→ **PROBLEM**: Reproduce everything from the start of the data down to the line that contains "[[[99,106],[98,105],[90,105],[89,107],[92,113],[99,113]]]", both ends included, keeping the requests as they are. Multiply every polygon coordinate in the answers by 2.3, rounding to whole numbers with halves rounded up, and leave the pictures out.

== TASK INPUT

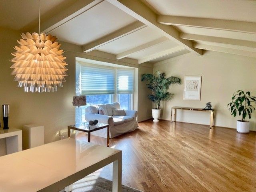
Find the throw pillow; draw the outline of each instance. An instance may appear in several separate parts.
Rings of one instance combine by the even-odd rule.
[[[125,113],[124,109],[112,109],[113,115],[124,115],[126,116],[126,114]]]
[[[99,108],[99,114],[100,115],[106,115],[106,111],[101,107],[100,107],[100,108]]]
[[[99,106],[98,105],[90,105],[89,107],[92,113],[99,113]]]

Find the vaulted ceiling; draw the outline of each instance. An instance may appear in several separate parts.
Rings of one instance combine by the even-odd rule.
[[[0,26],[38,31],[38,2],[0,0]],[[41,30],[140,64],[208,50],[256,57],[256,1],[41,0]]]

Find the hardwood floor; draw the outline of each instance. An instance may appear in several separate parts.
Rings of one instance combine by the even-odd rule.
[[[139,126],[110,142],[122,150],[122,184],[145,192],[256,192],[255,132],[164,121]],[[100,176],[112,180],[112,169]]]

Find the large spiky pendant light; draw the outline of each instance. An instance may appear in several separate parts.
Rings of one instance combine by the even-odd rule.
[[[16,51],[12,53],[15,57],[11,60],[14,63],[11,74],[25,92],[57,91],[66,81],[66,57],[56,37],[40,33],[40,0],[39,9],[39,34],[22,33],[22,38],[17,40],[20,45],[14,48]]]

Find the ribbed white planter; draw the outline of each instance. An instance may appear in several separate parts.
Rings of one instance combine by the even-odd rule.
[[[241,121],[238,120],[236,121],[236,131],[242,133],[246,133],[250,131],[250,122]]]
[[[158,119],[161,115],[161,109],[152,109],[152,117],[154,118],[153,121],[154,122],[157,122],[159,121]]]

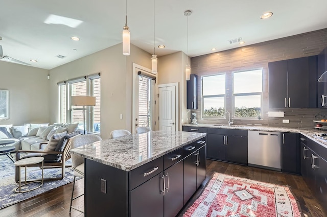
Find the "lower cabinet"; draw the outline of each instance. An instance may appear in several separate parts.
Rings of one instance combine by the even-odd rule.
[[[164,217],[164,177],[161,173],[130,191],[131,217]]]
[[[296,133],[282,133],[282,171],[299,174],[299,135]]]
[[[247,165],[247,131],[208,128],[207,158]]]

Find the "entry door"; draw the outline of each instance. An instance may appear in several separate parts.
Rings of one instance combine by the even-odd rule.
[[[159,130],[176,130],[176,86],[159,87]]]

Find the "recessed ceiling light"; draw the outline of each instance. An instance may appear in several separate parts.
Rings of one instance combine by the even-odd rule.
[[[262,15],[260,18],[261,19],[267,19],[267,18],[270,17],[271,16],[272,16],[272,12],[267,12]]]
[[[72,37],[71,38],[74,40],[74,41],[79,41],[80,40],[80,38],[78,37],[75,37],[75,36]]]

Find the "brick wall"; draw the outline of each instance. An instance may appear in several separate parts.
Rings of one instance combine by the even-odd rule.
[[[197,115],[198,122],[203,124],[223,124],[224,119],[201,119],[201,76],[226,73],[226,84],[231,84],[233,71],[254,69],[263,69],[264,116],[261,120],[234,120],[235,125],[259,124],[271,127],[312,128],[315,116],[326,112],[327,109],[269,109],[282,111],[284,118],[268,117],[268,63],[279,60],[317,55],[327,46],[327,29],[283,38],[228,51],[214,53],[191,59],[191,73],[198,75],[199,109],[192,110]],[[230,82],[228,82],[230,81]],[[226,86],[226,111],[231,111],[231,87]],[[283,124],[283,119],[290,120]]]

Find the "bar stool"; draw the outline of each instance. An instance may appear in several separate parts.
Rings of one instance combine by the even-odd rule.
[[[19,186],[15,188],[15,192],[16,193],[24,193],[25,192],[30,191],[33,190],[35,190],[36,188],[38,188],[43,185],[43,160],[44,158],[43,157],[29,157],[28,158],[22,159],[21,160],[17,160],[15,162],[15,165],[18,167],[18,170],[19,170],[19,173],[18,175],[18,183],[19,184]],[[27,167],[27,165],[31,164],[35,164],[36,163],[39,163],[42,162],[42,179],[34,179],[31,180],[27,180],[27,173],[26,173],[26,168]],[[25,183],[22,185],[21,184],[21,179],[20,177],[20,167],[21,166],[25,167]],[[40,185],[39,186],[35,187],[32,189],[30,189],[26,190],[21,190],[21,187],[27,185],[28,184],[33,183],[40,183]],[[19,190],[18,190],[19,189]]]

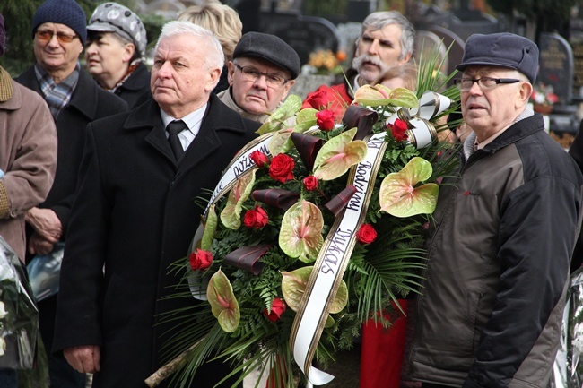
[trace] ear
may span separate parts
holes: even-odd
[[[407,55],[405,56],[405,58],[403,58],[403,59],[399,59],[399,60],[397,61],[398,65],[400,66],[401,65],[405,65],[405,64],[406,64],[407,62],[409,62],[409,59],[411,59],[411,56],[413,56],[413,54],[412,54],[412,53],[409,53],[409,54],[407,54]]]
[[[204,90],[206,91],[212,91],[217,83],[219,83],[219,78],[221,77],[221,69],[215,67],[210,69],[208,73],[208,82],[206,82],[206,87]]]
[[[233,86],[233,77],[235,76],[235,64],[233,64],[233,61],[229,61],[228,67],[227,81],[229,86]]]
[[[291,80],[285,82],[285,85],[283,85],[283,94],[282,94],[282,99],[281,99],[282,102],[283,102],[283,100],[287,98],[290,90],[292,89],[292,87],[295,82],[296,80]]]
[[[134,43],[126,43],[124,46],[124,55],[122,56],[121,60],[124,62],[131,61],[135,52],[135,46],[134,46]]]

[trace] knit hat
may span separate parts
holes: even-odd
[[[466,41],[462,63],[456,69],[463,72],[471,65],[516,69],[534,83],[538,72],[538,47],[532,40],[509,32],[473,34]]]
[[[95,8],[89,20],[90,31],[114,32],[131,41],[141,56],[145,55],[145,27],[140,17],[129,8],[117,3],[105,3]]]
[[[47,0],[32,19],[32,37],[42,23],[60,23],[71,28],[85,46],[87,39],[87,18],[83,8],[74,0]]]
[[[4,18],[0,14],[0,56],[4,56],[6,49],[6,30],[4,30]]]
[[[255,31],[246,33],[237,43],[233,52],[233,59],[239,56],[252,56],[269,61],[289,71],[292,80],[298,78],[300,73],[301,64],[298,53],[275,35]]]

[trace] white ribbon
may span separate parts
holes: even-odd
[[[293,322],[290,347],[293,349],[296,363],[313,385],[327,384],[334,378],[312,366],[311,362],[329,306],[354,248],[356,232],[366,215],[379,165],[387,146],[385,136],[386,134],[377,134],[369,138],[369,151],[364,160],[351,171],[349,181],[356,187],[356,194],[338,216],[324,242]]]
[[[407,123],[407,137],[417,149],[427,147],[437,137],[437,131],[430,120],[445,111],[451,105],[451,99],[435,91],[427,91],[419,99],[417,107],[396,108],[387,120],[393,124],[400,118]]]

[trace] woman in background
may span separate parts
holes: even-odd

====

→ **FULL OUTPUT**:
Find the throw pillow; draw the outline of each instance. An instance may appear in several separate parts.
Rings of one instance combine by the even-odd rule.
[[[288,260],[285,251],[258,251],[260,265],[285,265],[290,267],[290,262]]]
[[[228,248],[228,262],[230,265],[244,265],[244,255],[232,246],[230,246],[230,248]]]
[[[228,244],[225,242],[207,242],[205,246],[212,260],[228,260]]]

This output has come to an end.